• [Exercice écrit]: Rédigez la suite de l'article consacré à Klubrádió en reprenant juste après sa dernière phrase.

• [Texte extrait]:
□ □ □
Résistance

Klubrádió, une radio sans fréquence

La radio indépendante Klubrádió, libre et critique à l’égard du pouvoir de Viktor Orbán, Premier ministre hongrois, a perdu sa fréquence le 14 février 2021. Depuis, c’est sur internet et grâce à la solidarité de ses auditeurs que l’activité continue de battre son plein dans les studios.

En entrant au 45 rue Benczúr, à Budapest, nous pénétrons dans l’antre de l’une des voix critiques du gouvernement les plus importantes de Hongrie : les studios de Klubrádió, première radio indépendante du pays, fondée en 1990 et reprise par András Arató en 2001. Le président fondateur de la station, cheveux bouclés grisonnants, raconte : « J’avais le sentiment qu’aucune radio ne me permettait à moi, citoyen de Budapest, de recevoir une information fiable ». Il décide alors de racheter 51 % des parts d’une radio trafic pour la transformer progressivement en radio d’information, « en trois ou quatre mois la transition était faite », ajoute-t-il, installé dans un des fauteuils de son grand bureau sobrement décoré du VIe arrondissement de la capitale hongroise, le quartier des ambassades.

Dans l’entrée trône le logo de Klubrádió, un zèbre, animal réputé indomptable, tout un symbole. Juste en dessous de celui-ci, : « 95.3 », fréquence historique de la station. András Arató est attaché à l’histoire de la radio, en témoignent les vieux postes et transistors exposés fièrement sur les étagères. Pour le reste, les locaux de Klubrádió, hissés au 3e étage d’un immeuble d’entreprises, ont tout d’une radio « classique » : quatre studios dont un grand dans lesquels les différents présentateurs peuvent recevoir plusieurs invités.

Ce jour-là, Mariann Falusi et Györgyi Láng sont aux manettes, deux femmes rock’n roll. Mariann, 65 ans, a les cheveux bleu décolorés, un tee shirt au moins aussi bleu et les lunettes de soleil posées sur le sommet de son crâne. De l’autre côté de la table, Györgyi est elle bien installée dans son fauteuil roulant. Les deux artistes-chanteuses préparent en rigolant la suite de leur émission de culture. András Arató glisse avec fierté : « Gyögyi a eu un AVC il y a quelques semaines, aujourd’hui elle a encore du mal à s’exprimer mais leur duo est indissociable. On ne verrait ça sur aucune autre radio ».
□ □ □
• [Données enregistrées]:
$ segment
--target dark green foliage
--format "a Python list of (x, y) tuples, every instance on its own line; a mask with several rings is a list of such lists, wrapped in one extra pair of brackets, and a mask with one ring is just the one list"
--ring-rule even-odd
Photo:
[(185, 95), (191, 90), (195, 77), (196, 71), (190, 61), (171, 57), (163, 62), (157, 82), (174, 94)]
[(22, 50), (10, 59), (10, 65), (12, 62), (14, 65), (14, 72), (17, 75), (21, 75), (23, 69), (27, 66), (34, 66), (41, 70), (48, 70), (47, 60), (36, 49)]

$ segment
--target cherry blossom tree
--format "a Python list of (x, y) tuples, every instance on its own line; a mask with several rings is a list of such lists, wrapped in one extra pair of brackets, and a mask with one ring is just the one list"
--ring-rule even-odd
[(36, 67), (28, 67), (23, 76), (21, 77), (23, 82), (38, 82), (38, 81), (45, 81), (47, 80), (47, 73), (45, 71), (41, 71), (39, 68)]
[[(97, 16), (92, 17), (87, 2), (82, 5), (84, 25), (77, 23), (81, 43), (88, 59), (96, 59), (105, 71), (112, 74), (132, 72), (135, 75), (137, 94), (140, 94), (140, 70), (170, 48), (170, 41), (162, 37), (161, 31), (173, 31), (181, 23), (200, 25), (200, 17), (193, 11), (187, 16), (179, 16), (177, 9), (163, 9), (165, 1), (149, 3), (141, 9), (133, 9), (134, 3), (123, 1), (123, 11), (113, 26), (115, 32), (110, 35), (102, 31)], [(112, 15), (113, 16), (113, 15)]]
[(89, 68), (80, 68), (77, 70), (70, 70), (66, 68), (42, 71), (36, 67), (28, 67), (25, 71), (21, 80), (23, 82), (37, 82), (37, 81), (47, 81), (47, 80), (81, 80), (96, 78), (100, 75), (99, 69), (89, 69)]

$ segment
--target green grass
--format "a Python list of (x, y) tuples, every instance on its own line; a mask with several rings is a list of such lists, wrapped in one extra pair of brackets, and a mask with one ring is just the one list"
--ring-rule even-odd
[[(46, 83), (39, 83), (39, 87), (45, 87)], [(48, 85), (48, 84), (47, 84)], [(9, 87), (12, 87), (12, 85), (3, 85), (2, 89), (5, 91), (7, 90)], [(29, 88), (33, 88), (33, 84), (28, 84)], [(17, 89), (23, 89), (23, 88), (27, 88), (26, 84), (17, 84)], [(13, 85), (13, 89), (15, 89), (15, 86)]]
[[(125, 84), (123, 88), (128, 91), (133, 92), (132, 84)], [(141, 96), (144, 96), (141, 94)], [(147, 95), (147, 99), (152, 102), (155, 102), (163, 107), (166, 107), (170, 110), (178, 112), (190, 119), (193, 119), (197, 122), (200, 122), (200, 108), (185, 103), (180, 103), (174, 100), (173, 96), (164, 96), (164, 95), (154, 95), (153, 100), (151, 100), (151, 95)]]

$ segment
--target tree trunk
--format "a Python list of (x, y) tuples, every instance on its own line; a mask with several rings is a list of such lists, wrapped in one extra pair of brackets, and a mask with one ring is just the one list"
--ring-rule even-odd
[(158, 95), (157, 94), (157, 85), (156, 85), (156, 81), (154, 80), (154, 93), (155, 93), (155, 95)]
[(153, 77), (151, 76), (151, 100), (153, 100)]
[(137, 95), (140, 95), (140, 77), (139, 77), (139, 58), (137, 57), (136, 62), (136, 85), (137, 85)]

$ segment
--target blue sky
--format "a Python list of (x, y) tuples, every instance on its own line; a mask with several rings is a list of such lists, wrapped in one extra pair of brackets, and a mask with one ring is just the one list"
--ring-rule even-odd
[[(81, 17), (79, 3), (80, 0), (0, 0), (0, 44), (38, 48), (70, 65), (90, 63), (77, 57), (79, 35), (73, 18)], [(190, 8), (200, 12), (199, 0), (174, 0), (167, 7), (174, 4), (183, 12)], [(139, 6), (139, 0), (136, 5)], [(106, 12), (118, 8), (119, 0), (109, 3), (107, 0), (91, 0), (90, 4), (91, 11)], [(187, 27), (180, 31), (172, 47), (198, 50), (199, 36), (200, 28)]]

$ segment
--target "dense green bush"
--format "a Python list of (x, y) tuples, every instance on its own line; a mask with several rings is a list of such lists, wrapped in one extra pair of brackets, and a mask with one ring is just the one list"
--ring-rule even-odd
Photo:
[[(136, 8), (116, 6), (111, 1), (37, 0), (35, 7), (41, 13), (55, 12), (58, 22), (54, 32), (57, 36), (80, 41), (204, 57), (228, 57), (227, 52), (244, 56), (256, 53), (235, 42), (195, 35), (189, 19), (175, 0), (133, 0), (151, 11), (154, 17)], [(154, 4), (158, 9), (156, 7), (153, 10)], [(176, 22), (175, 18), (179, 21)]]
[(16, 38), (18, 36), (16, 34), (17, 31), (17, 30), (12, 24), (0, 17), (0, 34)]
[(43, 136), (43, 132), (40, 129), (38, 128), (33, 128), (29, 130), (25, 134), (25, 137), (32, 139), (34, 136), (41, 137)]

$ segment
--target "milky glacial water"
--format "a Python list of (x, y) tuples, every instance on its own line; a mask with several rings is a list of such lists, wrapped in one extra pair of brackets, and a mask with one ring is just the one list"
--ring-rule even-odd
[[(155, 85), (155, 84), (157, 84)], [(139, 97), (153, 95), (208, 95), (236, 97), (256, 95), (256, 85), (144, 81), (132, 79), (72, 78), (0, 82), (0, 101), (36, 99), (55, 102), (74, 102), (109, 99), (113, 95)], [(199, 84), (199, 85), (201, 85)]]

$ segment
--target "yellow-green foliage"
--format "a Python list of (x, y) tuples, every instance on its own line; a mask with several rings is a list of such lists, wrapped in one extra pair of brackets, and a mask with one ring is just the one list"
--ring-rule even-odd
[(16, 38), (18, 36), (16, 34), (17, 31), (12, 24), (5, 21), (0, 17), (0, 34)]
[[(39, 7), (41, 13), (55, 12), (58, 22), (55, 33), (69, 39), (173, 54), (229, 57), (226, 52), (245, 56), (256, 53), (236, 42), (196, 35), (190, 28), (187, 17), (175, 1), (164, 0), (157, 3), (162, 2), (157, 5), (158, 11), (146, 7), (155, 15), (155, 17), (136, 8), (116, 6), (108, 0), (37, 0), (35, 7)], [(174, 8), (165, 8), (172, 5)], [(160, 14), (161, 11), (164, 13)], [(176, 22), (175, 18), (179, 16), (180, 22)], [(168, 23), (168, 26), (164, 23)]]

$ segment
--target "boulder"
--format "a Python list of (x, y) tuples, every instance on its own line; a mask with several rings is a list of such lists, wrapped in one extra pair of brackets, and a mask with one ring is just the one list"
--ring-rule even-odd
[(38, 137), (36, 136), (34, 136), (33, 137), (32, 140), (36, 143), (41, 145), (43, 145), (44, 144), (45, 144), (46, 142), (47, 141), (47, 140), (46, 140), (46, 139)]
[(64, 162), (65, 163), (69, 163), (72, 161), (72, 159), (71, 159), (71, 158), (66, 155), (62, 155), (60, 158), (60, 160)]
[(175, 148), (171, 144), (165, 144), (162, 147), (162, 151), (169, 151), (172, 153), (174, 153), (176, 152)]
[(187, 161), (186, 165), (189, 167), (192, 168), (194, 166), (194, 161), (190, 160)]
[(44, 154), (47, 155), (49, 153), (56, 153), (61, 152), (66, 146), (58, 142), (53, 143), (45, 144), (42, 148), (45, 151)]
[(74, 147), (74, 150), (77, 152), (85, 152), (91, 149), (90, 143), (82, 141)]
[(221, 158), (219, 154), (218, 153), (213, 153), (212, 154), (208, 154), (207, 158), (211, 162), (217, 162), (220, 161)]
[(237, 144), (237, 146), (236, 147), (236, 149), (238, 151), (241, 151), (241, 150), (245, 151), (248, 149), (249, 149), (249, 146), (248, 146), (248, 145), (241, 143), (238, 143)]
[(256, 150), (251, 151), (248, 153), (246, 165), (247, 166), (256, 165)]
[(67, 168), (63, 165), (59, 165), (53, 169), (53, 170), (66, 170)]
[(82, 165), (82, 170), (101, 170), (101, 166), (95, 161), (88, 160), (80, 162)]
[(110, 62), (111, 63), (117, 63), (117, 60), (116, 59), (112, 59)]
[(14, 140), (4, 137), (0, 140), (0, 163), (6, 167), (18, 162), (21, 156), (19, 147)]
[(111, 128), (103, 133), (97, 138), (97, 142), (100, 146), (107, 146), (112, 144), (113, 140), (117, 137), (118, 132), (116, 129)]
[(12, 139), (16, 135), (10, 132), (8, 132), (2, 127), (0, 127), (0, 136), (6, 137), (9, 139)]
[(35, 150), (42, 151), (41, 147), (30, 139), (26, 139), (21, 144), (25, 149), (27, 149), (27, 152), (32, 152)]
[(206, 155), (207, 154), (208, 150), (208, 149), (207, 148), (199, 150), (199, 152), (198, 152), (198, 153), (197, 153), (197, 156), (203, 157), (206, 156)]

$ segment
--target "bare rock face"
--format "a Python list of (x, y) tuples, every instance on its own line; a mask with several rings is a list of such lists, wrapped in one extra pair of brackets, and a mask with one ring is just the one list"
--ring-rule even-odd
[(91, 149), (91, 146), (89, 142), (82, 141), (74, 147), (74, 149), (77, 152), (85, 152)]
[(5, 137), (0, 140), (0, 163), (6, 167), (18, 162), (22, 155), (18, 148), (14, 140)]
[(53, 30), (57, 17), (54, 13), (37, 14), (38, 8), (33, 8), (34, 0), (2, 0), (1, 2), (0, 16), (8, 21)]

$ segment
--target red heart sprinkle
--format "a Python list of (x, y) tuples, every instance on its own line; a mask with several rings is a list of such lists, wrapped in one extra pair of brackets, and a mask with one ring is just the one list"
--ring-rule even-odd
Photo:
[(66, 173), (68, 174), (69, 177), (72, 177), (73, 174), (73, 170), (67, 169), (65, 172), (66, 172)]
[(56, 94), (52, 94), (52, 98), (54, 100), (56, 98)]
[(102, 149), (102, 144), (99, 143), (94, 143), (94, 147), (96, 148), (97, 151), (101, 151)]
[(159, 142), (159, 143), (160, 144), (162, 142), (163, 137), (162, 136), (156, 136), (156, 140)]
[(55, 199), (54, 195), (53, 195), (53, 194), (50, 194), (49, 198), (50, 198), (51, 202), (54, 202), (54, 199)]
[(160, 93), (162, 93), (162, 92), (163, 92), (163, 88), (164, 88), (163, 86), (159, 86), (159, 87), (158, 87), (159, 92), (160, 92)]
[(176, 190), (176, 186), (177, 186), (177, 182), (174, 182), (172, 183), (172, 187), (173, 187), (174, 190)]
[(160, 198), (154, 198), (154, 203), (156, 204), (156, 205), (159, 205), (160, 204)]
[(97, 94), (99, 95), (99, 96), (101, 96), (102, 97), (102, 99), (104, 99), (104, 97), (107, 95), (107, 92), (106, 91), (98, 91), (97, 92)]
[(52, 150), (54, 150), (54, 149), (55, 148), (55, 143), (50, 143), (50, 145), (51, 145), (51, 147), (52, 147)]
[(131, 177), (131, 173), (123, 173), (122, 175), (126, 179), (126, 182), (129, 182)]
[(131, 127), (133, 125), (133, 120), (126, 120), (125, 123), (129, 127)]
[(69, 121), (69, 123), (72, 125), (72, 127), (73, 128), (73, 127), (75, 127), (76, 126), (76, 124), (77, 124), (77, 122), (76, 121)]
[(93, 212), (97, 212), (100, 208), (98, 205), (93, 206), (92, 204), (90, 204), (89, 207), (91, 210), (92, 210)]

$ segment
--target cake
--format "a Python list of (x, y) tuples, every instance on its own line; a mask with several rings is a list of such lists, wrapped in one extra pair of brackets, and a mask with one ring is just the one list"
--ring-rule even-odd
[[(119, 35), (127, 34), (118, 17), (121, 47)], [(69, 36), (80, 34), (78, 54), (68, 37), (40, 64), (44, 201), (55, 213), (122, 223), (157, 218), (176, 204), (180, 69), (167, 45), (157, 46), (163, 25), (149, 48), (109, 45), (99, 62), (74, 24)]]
□ □ □
• [Résultat de l'exercice]:
Mais depuis le 14 février 2021, ce n’est plus à la radio que l’on écoute Klubrádió. Après une décision du NMHH, régulateur hongrois des médias monté de toute pièce par le Premier ministre Viktor Orbán, la radio fondée par András Arató a perdu sa fréquence. Décision prise au motif qu’elle n’avait pas respecté les règles administratives qui lui étaient imposées. C’est désormais sur internet que se rassemblent les auditeurs. Le gouvernement de droite conservatrice et populiste de Viktor Orbán a remporté le combat qu’il mène depuis plus de dix ans contre ce média qui revendique 200 000 auditeurs quotidiens.

András Arató a fait de Klubrádió son “bébé”, il y travaillera toute sa vie selon ses collègues. © Magyarpart

Les dons de la survie

Pour tenter de décourager ou de justifier les sanctions prises à l’encontre des médias et des radios indépendantes, Viktor Orbán a tout essayé. Parmi ses leviers : les démarches administratives. « Il y avait beaucoup d’obligations stupides. On devait respecter 80% d’émissions, 20% de musique. 50% de ces musiques devaient être des musiques hongroises âgées de cinq ans maximum. Toutes les semaines, on devait noter minute par minute tout ce qui passait à l’antenne », explique avec le sourire aux lèvres Mihály Hárdy, chef de l’information de Klubrádió. L’homme de 65 ans, assis confortablement dans un des canapés du bureau voisin d’András Arato préfère en rire.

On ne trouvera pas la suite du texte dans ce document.